Teks yang Ditampilkan =
Ilustrasi/ Net
Ilustrasi/ Net
KOMENTAR

MOHON jangan berprasangka buruk dulu kepada amarah. Tidak. Sekali lagi, tidak semua marah itu buruk! Bahkan amarah itu juga bagian dari kekuatan yang disebut dengan quwwah ghadabiyah (kekuatan amarah).

Kekuatan inilah yang kita gunakan untuk membela kehormatan Allah, Rasulullah, agama, diri, keluarga dan kaum muslimin, yang berlandaskan kebenaran tentunya. Tidak ada perintah untuk mematikan quwwah ghadabiyah, karena ia bagian penting dari kepribadian manusia.

Akan tetapi setiap yang berlebihan itu dapat berujung pada petaka, tak terkecuali amarah. Segala sesuatu ada takarannya, minum obat melebihi dosis bukannya sembuh malah menambah penyakit baru. Amarah yang tidak terkontrol dapat merusak diri sendiri dan juga menelan korban pihak yang tiada bersalah.

Apalagi kemarahan yang meluap-luap itu terjadi dalam lingkungan keluarga, efeknya jauh lebih berbahaya:

Kisah pertama:

“Istri saya tak pernah marah. Kalau pun tidak suka paling juga diam.”
Lelaki berumur itu tersenyum bangga. Teman-temannya heran, bagaimana bisa puluhan tahun menikah seorang istri tidak pernah marah?

Sambil mengusap ubannya, pria itu berkata, “Dia itu diajarkan kalau sama suami ya ngabdi.”
Tatkala sang suami pulang ke rumah, sebuah batu bata melayang. Blakk! Mendarat telak di jidatnya. Adegan-adegan horor berikutnya tidak perlu kita bahas, karena mulai dari tetangga, sanak famili hingga psikiater telah mengambil alih kerusuhan malam itu.

Mungkin-mungkin saja sih pasangannya tidak marah puluhan tahun, tapi sekalinya marah bagaikan letusan gunung berapi.

Kisah kedua:

“Sejak kerja sama bule, suamiku pulang bawa banyak duit.”
Anehnya raut sedih bercampur takut yang justru menggayut, apakah perempuan itu tidak lagi doyan uang?

“Tapi, tiap pulang malam, dia marah-marah terus!”

Kini keluarganya berlimpah uang, namun suasana jadi mencekam. Anak-anak amat ketakutan. Sang istri paham suaminya capek, tapi ia pun tidak tega melihat anak-anak terguncang.

Daftar Tugas =
• A. Salin persis bagian artikel tentang amarah, mulai dari "MOHON jangan berprasangka" sampai ke "yang tiada bersalah.".
• B. Apa sebutan untuk kekuatan amarah dalam artikel tentang amarah?
• C. Lanjutkan artikel tentang amarah mulai setelah kalimat terakhir yang ditampilkan.
Daftar yang menyusul tidak ada hubungannya dengan artikel tentang amarah.

[Entri identifikasi lokasi]
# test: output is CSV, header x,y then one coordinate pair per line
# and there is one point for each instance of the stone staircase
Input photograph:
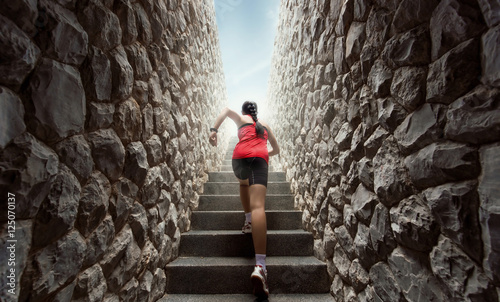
x,y
216,259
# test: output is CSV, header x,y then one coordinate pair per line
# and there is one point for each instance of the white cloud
x,y
260,66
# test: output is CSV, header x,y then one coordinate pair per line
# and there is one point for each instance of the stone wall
x,y
105,107
389,124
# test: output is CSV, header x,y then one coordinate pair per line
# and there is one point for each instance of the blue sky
x,y
246,34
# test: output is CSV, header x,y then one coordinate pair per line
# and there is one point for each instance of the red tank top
x,y
250,144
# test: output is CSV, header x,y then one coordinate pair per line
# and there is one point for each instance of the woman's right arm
x,y
226,112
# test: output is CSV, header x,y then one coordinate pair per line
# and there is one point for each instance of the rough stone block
x,y
19,54
122,74
373,143
96,75
125,269
411,13
363,203
490,57
446,81
421,128
58,212
99,241
138,57
408,86
75,153
94,203
144,32
154,150
59,100
408,49
62,27
455,207
23,234
11,116
150,191
489,212
100,116
459,273
363,247
390,113
57,264
339,56
475,117
346,242
440,163
354,42
28,168
342,262
358,276
381,235
138,222
101,25
380,79
125,12
24,13
136,164
413,224
116,251
128,121
90,285
413,276
467,20
384,283
390,176
491,11
108,152
120,204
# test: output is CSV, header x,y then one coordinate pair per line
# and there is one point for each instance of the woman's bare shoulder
x,y
263,123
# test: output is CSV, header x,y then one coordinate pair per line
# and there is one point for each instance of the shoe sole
x,y
258,287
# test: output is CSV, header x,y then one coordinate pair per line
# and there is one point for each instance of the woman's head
x,y
250,108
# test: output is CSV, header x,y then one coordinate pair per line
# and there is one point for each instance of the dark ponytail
x,y
250,107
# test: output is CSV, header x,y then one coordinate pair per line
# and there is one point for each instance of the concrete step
x,y
231,275
228,176
233,220
233,188
233,203
247,298
226,168
236,244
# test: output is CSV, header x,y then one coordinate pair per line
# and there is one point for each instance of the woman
x,y
250,165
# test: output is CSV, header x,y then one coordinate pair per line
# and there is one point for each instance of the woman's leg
x,y
259,223
245,195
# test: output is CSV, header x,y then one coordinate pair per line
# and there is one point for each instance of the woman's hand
x,y
213,139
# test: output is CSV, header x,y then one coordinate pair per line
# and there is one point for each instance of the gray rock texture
x,y
105,106
402,148
386,112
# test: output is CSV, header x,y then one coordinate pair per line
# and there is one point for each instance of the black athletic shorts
x,y
253,168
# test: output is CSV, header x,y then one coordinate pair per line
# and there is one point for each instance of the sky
x,y
247,30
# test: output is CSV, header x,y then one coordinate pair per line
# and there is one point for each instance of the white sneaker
x,y
247,228
259,281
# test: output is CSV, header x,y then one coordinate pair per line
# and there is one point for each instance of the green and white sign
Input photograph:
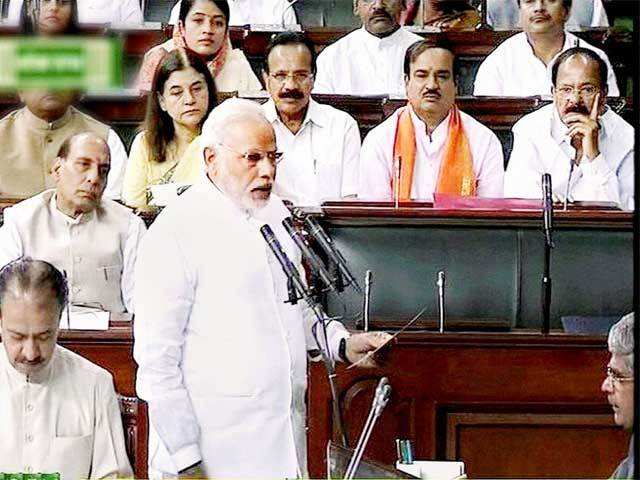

Jawaban Tertulis =
• A.
MOHON jangan berprasangka buruk dulu kepada amarah. Tidak. Sekali lagi, tidak semua marah itu buruk! Bahkan amarah itu juga bagian dari kekuatan yang disebut dengan quwwah ghadabiyah (kekuatan amarah).

Kekuatan inilah yang kita gunakan untuk membela kehormatan Allah, Rasulullah, agama, diri, keluarga dan kaum muslimin, yang berlandaskan kebenaran tentunya. Tidak ada perintah untuk mematikan quwwah ghadabiyah, karena ia bagian penting dari kepribadian manusia.

Akan tetapi setiap yang berlebihan itu dapat berujung pada petaka, tak terkecuali amarah. Segala sesuatu ada takarannya, minum obat melebihi dosis bukannya sembuh malah menambah penyakit baru. Amarah yang tidak terkontrol dapat merusak diri sendiri dan juga menelan korban pihak yang tiada bersalah.

• B. Quwwah ghadabiyah.

• C.
Banyak sekali contoh amarah dalam rumah tangga, dan lebih banyak lagi dampak traumatisnya yang acapkali tiada tersingkap. Marah sama orang lain saja menimbulkan guncangan, apalagi kemarahan yang meletup terhadap pasangan.

Terlebih, tidak jarang marah itu salah alamat; kesal sama atasan dilampiaskan pada istri, tersinggung sama tetangga membalasnya ke suami, tak bernyali marah sama suami atau istri malah anak dijadikan sasaran. Amarah macam ini justru menambah rangkaian permasalahan, tidak akan ada tuntasnya.

Berhati-hatilah meluapkan amarah dalam rumah tangga, karena itu amat menyakitkan bagi
istri maupun suami. Karena mendapatkan amarah dari orang yang dicintai itu lebih mengguncang hati.

Apalagi bagi anak-anak, bocah-bocah polos itu akan terluka sanubarinya dan akan menimbulkan trauma yang dapat merusak kehidupan dan masa depan mereka.

Begitulah amarah yang berlebihan, lepas kendali hanya menghasilkan kerusakan yang sering tak terdeteksi. Waspadalah! Waspadalah!

Memang sih ada nasehat bijak terhadap suami istri, kalau ada yang marah, maka harus ada yang mengalah. Tetapi mengalah terus juga tidak baik, tumpukan amarah itu nantinya malah berujung dengan ledakan luar biasa.

Inilah saatnya kita mengetahui resep mengendalikan amarah, agar terkontrol dengan bijaksana. Ibarat penyakit, maka marah pun perlu diobati agar tidak lepas kendali.

Mustafa Al-Bugha dalam kitab Al-Wafi: Syarah Hadis 40 Imam Nawawi menjelaskan, bahwa cara mengobati marah:

Pertama, melatih dan membiasakan diri dengan akhlak terpuji seperti lemah lembut, sabar, berpendirian kuat dalam segala urusan, dan berhati-hati dalam segala tindak tanduk dan mengambil keputusan.

Kedua, mengendalikan diri ketika marah, mengingat efek negatif marah dan keutamaan menahan diri dari marah dan memaafkan.  

Ketiga, memohon perlindungan kepada Allah dari godaan setan yang terkutuk.

Keempat, mengubah posisi ketika marah. Rasulullah bersabda, “Jika salah seorang di antara kamu marah sedang ia berdiri, hendaknya ia duduk dengannya kemarahan tersebut bisa hilang. Namun jika tidak bisa, hendaklah berbaring.” (HR. Ahmad dan Abu Daud).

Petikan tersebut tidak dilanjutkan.